▸ Instructions to follow
Put every line of the entries below into a JSON list of strings, one string per line, skipping blank lines. Leave the pictures out.

▸ Stored rows
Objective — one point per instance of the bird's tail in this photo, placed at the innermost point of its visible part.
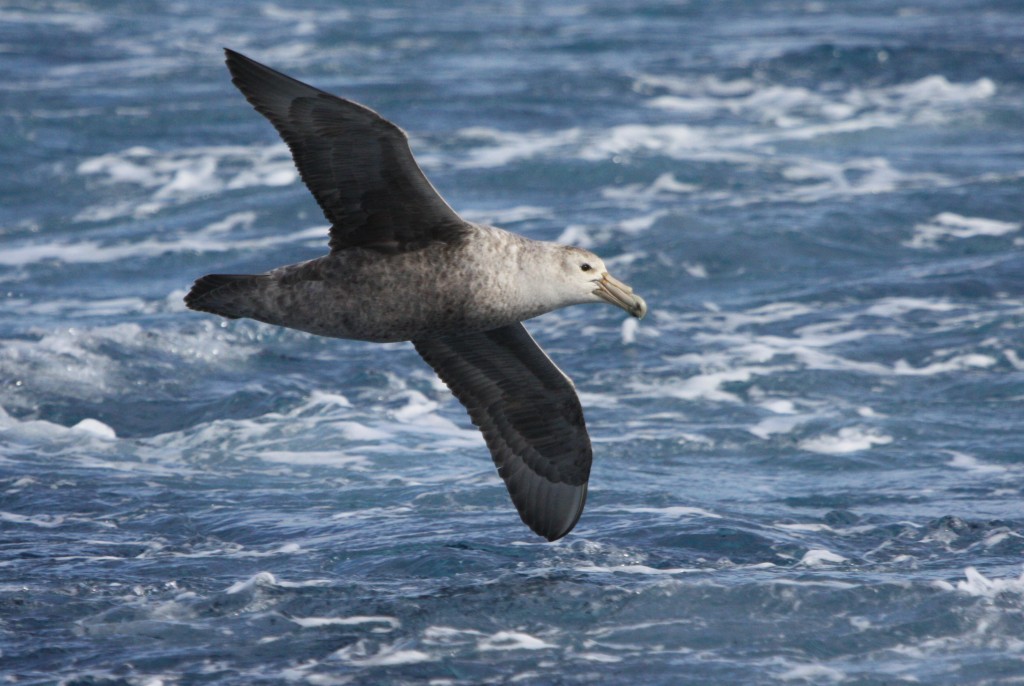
(226, 295)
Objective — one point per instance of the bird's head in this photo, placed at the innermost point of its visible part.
(590, 282)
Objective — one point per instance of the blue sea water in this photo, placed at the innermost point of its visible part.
(809, 459)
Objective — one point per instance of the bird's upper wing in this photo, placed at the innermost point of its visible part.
(356, 163)
(529, 415)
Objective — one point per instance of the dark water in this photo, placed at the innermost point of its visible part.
(809, 463)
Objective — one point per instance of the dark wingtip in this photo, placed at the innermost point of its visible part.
(203, 296)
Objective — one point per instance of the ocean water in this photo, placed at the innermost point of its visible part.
(809, 458)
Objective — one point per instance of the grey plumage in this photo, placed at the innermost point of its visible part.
(404, 266)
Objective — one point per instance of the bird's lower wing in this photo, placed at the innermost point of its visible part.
(529, 415)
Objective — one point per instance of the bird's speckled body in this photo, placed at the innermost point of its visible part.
(403, 265)
(368, 295)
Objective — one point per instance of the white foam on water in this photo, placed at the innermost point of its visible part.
(95, 428)
(84, 22)
(497, 148)
(950, 225)
(635, 569)
(818, 556)
(978, 585)
(265, 579)
(812, 673)
(92, 252)
(849, 439)
(673, 511)
(40, 520)
(183, 175)
(363, 653)
(972, 464)
(312, 623)
(666, 186)
(895, 307)
(955, 363)
(513, 640)
(316, 458)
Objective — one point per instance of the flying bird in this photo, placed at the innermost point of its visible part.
(404, 266)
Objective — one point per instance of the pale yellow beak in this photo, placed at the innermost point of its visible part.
(613, 291)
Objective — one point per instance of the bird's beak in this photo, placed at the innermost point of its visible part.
(613, 291)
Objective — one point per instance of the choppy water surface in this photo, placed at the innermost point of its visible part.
(809, 462)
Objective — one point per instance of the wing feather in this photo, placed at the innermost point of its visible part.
(356, 164)
(530, 418)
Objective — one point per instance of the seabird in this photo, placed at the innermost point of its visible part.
(404, 266)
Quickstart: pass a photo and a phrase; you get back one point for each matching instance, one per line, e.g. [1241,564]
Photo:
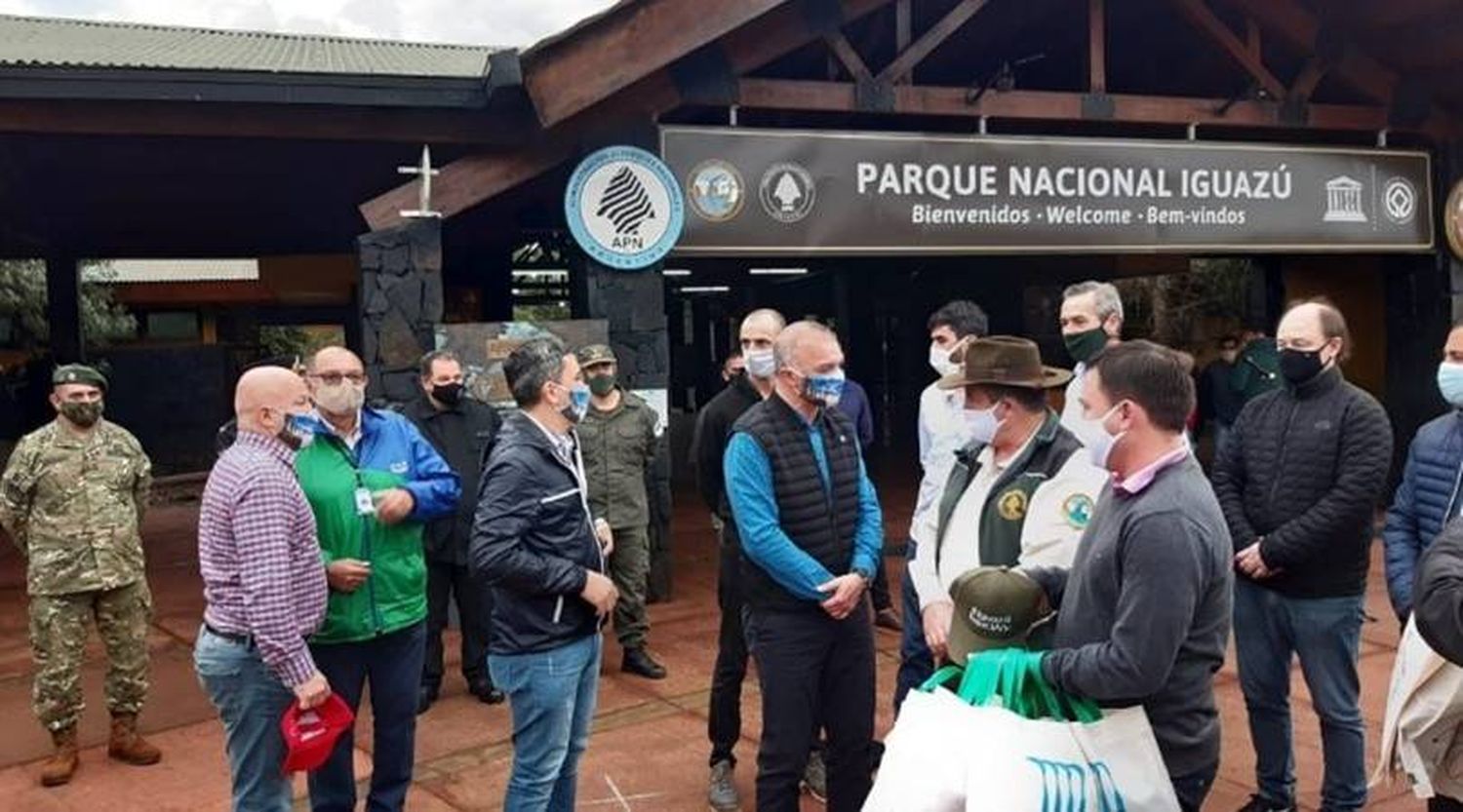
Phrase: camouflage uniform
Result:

▸ Task response
[
  "Objective — one point per instance of the bird's tail in this photo, placed at the innermost point of its visible part.",
  "(226, 295)",
  "Objective — one point per instance of the bird's head in this photo, placed at the innermost point of its visible part.",
  "(590, 282)",
  "Objective — one point per instance of the blue sea water in this photo, placed at the innermost point of its visible part.",
  "(809, 459)",
  "Objective — one point per instance of the bird's upper wing in this photo, placed at the innermost point of its visible part.",
  "(356, 163)",
  "(529, 415)",
  "Objective — one point per instance of the dark water in this photo, placed at the innermost point of its visible part.",
  "(809, 463)",
  "Objective — one point per instance of the dark wingtip in this photo, placed at the innermost point of its visible part.",
  "(203, 296)",
  "Objective — one point per instance of the ocean water in this photo, placed at the innermost point of its visible part.",
  "(809, 458)",
  "Objective — one point per instance of the grey plumage in this photo, placed at the innermost point of its visible part.",
  "(404, 266)",
  "Objective — one point per instance of the bird's lower wing in this photo, placed at the innermost point of its visible part.",
  "(529, 415)",
  "Objective — one point per instance of the bird's speckled body in this photo, placed at the innermost point of its visible part.",
  "(403, 265)",
  "(368, 295)",
  "Objective — one point per instance of the white foam on water in this photo, placed at the innermost point of its visible part.",
  "(95, 428)",
  "(84, 22)",
  "(497, 148)",
  "(950, 225)",
  "(635, 569)",
  "(818, 556)",
  "(978, 585)",
  "(265, 579)",
  "(812, 673)",
  "(92, 252)",
  "(849, 439)",
  "(673, 511)",
  "(40, 520)",
  "(183, 175)",
  "(363, 653)",
  "(972, 464)",
  "(312, 623)",
  "(666, 186)",
  "(895, 307)",
  "(955, 363)",
  "(513, 640)",
  "(316, 458)",
  "Objective — one point per instance of the flying bird in this photo, placed at the innermost point of its visible part.",
  "(404, 266)",
  "Objective — one point per instance of the pale yellow beak in this photo, placed at the innermost point of its visible part.",
  "(613, 291)",
  "Objective — one point per instance of the bird's beak in this photo, placed at the innermost point of its visible part.",
  "(613, 291)",
  "Objective — one point per instance of the choppy water surface in this photo, placed at the innermost point of its visible part.",
  "(809, 462)",
  "Objective — one point per instance of the wing feather in this photo, placed at the innermost point of its visible part.",
  "(356, 164)",
  "(530, 418)",
  "Objective — one point per instance of the seabird in this photo, placed at the innermost point of its visible part.",
  "(404, 266)",
  "Quickstart: pass a photo and a phrase; you get back one point for each matching instance, one per line, e.g. [1241,564]",
  "Photo:",
  "Phrase: camouflage uniform",
  "Result:"
]